The program then lets the user do various things with the phone book,
including making modifications. Any changes that are made are made
only to the TreeMap that holds the data.
When the program ends, the phone book data is written to the file
(if any changes have been made while the program was running),
using the following code:

if (changed) {
   System.out.println("Saving phone directory changes to file " + 
         dataFile.getAbsolutePath() + " ...");
   PrintWriter out;
   try {
      out = new PrintWriter( new FileWriter(dataFile) );
   }
   catch (IOException e) {
      System.out.println("ERROR: Can't open data file for output.");
      return;
   }
   for ( Map.Entry<String,String> entry : phoneBook.entrySet() )
      out.println(entry.getKey() + "%" + entry.getValue() );
   out.flush();
   out.close();
   if (out.checkError())
      System.out.println("ERROR: Some error occurred while writing data file.");
   else
      System.out.println("Done.");
}

The net effect of this is that all the data, including the changes,
will be there the next time the program is run. I’ve shown you all the
file-handling code from the program. If you would like to see the rest
of the program, see the source code.


11.3.3  Storing Objects in Files

Whenever data is stored in files, some definite format must be adopted for
representing the data. As long as the output routine that writes the data
and the input routine that reads the data use the same format, the files
will be usable. However, as usual, correctness is not the end of the story.
The representation that is used for data in files should also be robust.

■ **Given task**: How does the passage on storing data in files continue after its final sentence? Write the next part of it.

■ **Data lines**:
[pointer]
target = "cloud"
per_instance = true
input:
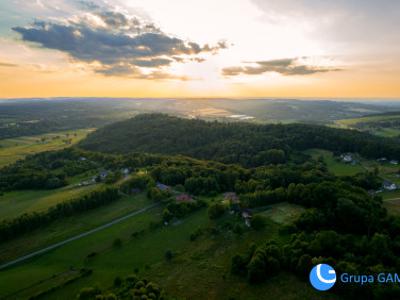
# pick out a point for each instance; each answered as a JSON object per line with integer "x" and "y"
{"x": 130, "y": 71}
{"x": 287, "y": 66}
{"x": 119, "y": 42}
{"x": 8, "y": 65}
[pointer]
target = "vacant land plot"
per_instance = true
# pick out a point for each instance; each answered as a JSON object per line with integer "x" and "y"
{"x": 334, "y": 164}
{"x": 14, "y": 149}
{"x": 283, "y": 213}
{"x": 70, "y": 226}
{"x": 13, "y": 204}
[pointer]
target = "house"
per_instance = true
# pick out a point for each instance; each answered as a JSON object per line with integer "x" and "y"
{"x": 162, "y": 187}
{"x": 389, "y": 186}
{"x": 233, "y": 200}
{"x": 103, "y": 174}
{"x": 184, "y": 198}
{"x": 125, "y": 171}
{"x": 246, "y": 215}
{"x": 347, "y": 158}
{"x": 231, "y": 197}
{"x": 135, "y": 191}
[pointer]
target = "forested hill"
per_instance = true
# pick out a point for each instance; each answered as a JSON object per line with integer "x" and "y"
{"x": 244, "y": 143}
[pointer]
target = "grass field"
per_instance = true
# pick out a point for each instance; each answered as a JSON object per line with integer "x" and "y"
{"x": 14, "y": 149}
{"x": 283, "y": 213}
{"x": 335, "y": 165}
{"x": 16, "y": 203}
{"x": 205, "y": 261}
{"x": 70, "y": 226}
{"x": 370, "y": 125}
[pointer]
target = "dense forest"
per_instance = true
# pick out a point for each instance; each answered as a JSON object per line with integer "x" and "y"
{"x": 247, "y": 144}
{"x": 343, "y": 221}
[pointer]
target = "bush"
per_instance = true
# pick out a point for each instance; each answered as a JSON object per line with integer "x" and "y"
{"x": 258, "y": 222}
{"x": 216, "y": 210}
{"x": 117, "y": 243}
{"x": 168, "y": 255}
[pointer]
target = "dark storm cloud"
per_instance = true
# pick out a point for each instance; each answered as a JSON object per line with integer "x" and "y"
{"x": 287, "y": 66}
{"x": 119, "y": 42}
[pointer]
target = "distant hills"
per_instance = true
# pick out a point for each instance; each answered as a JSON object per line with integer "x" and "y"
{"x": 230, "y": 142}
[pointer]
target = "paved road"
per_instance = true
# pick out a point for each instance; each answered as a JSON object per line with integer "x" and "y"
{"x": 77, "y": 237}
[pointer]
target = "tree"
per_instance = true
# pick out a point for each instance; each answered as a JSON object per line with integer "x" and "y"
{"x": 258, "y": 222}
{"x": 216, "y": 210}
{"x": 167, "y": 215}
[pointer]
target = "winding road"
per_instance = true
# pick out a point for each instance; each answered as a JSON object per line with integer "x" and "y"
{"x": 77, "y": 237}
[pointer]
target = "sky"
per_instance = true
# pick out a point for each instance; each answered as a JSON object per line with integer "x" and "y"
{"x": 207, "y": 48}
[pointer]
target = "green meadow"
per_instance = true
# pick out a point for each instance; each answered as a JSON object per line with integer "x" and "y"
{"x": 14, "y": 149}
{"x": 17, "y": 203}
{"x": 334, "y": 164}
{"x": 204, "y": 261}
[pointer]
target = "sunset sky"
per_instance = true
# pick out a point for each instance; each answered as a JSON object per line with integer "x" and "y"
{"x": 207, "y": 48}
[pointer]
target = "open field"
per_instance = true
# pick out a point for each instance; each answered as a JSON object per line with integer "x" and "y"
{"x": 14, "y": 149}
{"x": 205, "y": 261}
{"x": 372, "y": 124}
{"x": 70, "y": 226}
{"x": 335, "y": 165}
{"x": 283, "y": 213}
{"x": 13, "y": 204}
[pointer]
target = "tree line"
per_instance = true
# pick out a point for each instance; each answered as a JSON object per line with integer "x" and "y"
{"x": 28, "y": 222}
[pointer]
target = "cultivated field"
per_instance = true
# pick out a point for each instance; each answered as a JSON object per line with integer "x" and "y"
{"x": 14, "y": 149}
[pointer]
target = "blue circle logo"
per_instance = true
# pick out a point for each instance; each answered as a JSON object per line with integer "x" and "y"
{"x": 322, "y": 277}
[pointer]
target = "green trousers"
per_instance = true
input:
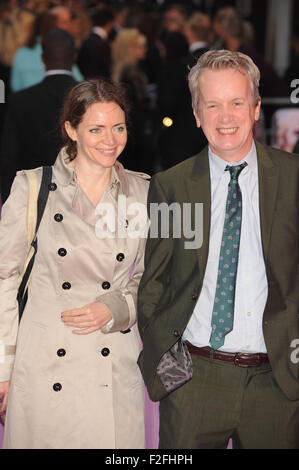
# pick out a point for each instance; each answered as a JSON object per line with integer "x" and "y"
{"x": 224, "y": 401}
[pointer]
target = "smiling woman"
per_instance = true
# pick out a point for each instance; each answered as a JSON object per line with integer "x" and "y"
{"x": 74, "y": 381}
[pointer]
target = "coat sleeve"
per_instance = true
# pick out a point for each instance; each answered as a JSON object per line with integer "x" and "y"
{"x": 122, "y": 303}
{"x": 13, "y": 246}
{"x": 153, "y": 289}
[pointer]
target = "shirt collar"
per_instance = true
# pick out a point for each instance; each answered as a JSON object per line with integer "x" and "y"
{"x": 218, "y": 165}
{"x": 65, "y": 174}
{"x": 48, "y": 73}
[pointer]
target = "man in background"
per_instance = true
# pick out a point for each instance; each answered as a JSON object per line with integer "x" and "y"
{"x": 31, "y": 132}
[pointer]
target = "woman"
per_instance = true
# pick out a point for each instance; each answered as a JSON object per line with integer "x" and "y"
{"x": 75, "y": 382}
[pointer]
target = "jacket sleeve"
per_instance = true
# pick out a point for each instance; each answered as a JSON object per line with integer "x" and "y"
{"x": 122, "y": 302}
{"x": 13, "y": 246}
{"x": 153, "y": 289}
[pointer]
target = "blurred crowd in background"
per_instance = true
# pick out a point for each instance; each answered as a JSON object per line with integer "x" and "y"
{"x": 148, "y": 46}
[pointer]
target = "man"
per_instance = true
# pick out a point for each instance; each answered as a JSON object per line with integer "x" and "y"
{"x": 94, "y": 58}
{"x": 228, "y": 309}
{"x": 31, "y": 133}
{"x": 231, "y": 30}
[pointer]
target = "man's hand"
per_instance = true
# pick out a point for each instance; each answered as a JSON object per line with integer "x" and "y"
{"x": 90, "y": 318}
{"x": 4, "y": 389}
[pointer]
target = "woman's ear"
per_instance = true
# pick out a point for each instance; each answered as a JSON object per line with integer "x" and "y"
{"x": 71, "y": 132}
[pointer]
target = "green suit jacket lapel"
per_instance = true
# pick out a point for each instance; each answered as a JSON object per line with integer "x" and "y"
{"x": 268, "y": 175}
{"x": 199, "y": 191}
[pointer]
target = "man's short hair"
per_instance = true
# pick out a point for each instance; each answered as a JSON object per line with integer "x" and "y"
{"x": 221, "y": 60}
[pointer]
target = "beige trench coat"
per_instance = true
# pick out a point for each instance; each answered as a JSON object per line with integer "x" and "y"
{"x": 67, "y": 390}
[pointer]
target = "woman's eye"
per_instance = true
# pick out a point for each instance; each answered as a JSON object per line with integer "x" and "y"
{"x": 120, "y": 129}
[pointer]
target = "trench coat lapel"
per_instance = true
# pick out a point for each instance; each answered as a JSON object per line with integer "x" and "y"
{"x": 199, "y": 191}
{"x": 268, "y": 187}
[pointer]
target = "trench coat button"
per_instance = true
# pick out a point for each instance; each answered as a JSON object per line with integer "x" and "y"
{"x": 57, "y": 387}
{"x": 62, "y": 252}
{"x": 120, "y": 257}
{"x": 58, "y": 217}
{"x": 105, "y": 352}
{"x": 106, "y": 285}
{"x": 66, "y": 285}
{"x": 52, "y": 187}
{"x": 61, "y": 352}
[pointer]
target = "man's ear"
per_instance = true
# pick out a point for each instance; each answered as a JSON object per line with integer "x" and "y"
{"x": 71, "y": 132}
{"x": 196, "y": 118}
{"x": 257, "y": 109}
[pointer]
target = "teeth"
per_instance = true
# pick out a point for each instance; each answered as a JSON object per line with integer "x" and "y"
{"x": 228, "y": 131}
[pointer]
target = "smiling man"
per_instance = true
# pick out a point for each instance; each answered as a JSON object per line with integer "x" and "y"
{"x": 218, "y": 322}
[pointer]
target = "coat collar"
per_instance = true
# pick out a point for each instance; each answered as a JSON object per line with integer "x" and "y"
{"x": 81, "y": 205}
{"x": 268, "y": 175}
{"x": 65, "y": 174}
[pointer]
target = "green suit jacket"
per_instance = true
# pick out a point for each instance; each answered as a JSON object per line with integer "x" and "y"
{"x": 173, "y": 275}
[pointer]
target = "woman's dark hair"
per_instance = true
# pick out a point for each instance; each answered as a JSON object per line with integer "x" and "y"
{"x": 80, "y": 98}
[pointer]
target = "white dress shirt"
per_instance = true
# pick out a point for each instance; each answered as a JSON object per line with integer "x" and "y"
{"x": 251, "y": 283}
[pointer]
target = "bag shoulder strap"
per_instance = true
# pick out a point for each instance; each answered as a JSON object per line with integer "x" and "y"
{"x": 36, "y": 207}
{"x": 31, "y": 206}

■ **Written answer**:
(See Section 8.1.) To see what this means, we will look
at several different ways of representing the same data. This example
builds on the example SimplePaint2.java from
Subsection 7.3.3. (You might want to run it now to remind yourself
of what it can do.) In that program, the user can use the
mouse to draw simple sketches. Now, we will add file input/output capabilities
to that program. This will allow the user to save a sketch to a file and later read
the sketch back from the file into the program so that the user can continue
to work on the sketch. The basic requirement is that all relevant data
about the sketch must be saved in the file, so that the sketch can be
exactly restored when the file is read by the program.

The new version of the program can be found in the source code
file SimplePaintWithFiles.java. A “File” menu
has been added to the new version. It implements “Save” and
“Open” commands for writing program data to a file and reading
saved data back into the program.

The data for a sketch consists of the background color of the picture
and a list of the curves that were drawn by the user. A curve consists of
a list of Point2Ds.
A Point2D,
pt, has instance methods pt.getX() and pt.getY()
that return the coordinates of a point in the xy-plane as values of type double. Each curve can be a different color. Furthermore, a curve can be “symmetric,” which
means that in addition to the curve itself, the horizontal and vertical reflections
of the curve are also drawn. The data for each
curve are stored in an object of type CurveData, which
is defined in the program as:

/**
 * An object of type CurveData represents the data required to redraw one
 * of the curves that have been sketched by the user.
 */
private static class CurveData {
   Color color;  // The color of the curve.
   boolean symmetric;  // Are horizontal and vertical reflections also drawn?
   ArrayList<Point2D> points;  // The points on the curve.
}

Then, a list of type ArrayList<CurveData> is used to hold
data for all of the curves that the user has drawn.

Let’s think about how the data for a sketch could be saved to a text file.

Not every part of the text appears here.